Comecemos com a parte fácil: o que acontece quando não conhecemos nossa própria mente é toda a quantidade de problemas psicológicos, sofrimentos, projeções e conflitos em si mesmo e no mundo, para citar apenas alguns exemplos.
Num livro chamado “Uma Visão Ayurvédica da Mente“, o autor e professor de Yoga e Vedas David Frawley (Pandit Vamadeva Shastri) escreve sobre como tudo na vida deve principiar pelo conhecimento da própria mente, e como estamos poucos estruturados para realizar isso em todo o trajeto da vida, seja por falta de interesse próprio, por falta de educação ou da cultura geral ainda hoje. “A mente é o principal veículo que usamos para tudo o que fazemos; no entanto, poucos sabem como usá-la ou zelar por ela, se é que alguém sabe”, diz Frawley, no Capítulo “Como Chegar a Conhecer a Mente” (pgs 47-48).

* [Material da tarefa]

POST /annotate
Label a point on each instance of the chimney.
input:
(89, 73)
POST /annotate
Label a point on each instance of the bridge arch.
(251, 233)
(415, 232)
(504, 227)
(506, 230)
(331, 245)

* [Tarefas do exercício]
1/ Responda com base no trecho sobre o conhecimento da mente:
(a) Qual é o título do livro citado?
(b) De qual capítulo vem a fala de Frawley?
(c) Em quais páginas está essa fala?
2/ Redimensione os registros: reescreva todas as linhas, pedidos incluídos, multiplicando por 2,15 cada coordenada das respostas e arredondando para o número inteiro mais próximo, com as metades para cima.
Os registros não têm nenhuma relação com o trecho.

* [Respostas esperadas]
1/
(a) "Uma Visão Ayurvédica da Mente"
(b) Do capítulo "Como Chegar a Conhecer a Mente"
(c) Nas páginas 47-48

2/
POST /annotate
Label a point on each instance of the chimney.
input:
(191, 157)
POST /annotate
Label a point on each instance of the bridge arch.
(540, 501)
(892, 499)
(1084, 488)
(1088, 495)
(712, 527)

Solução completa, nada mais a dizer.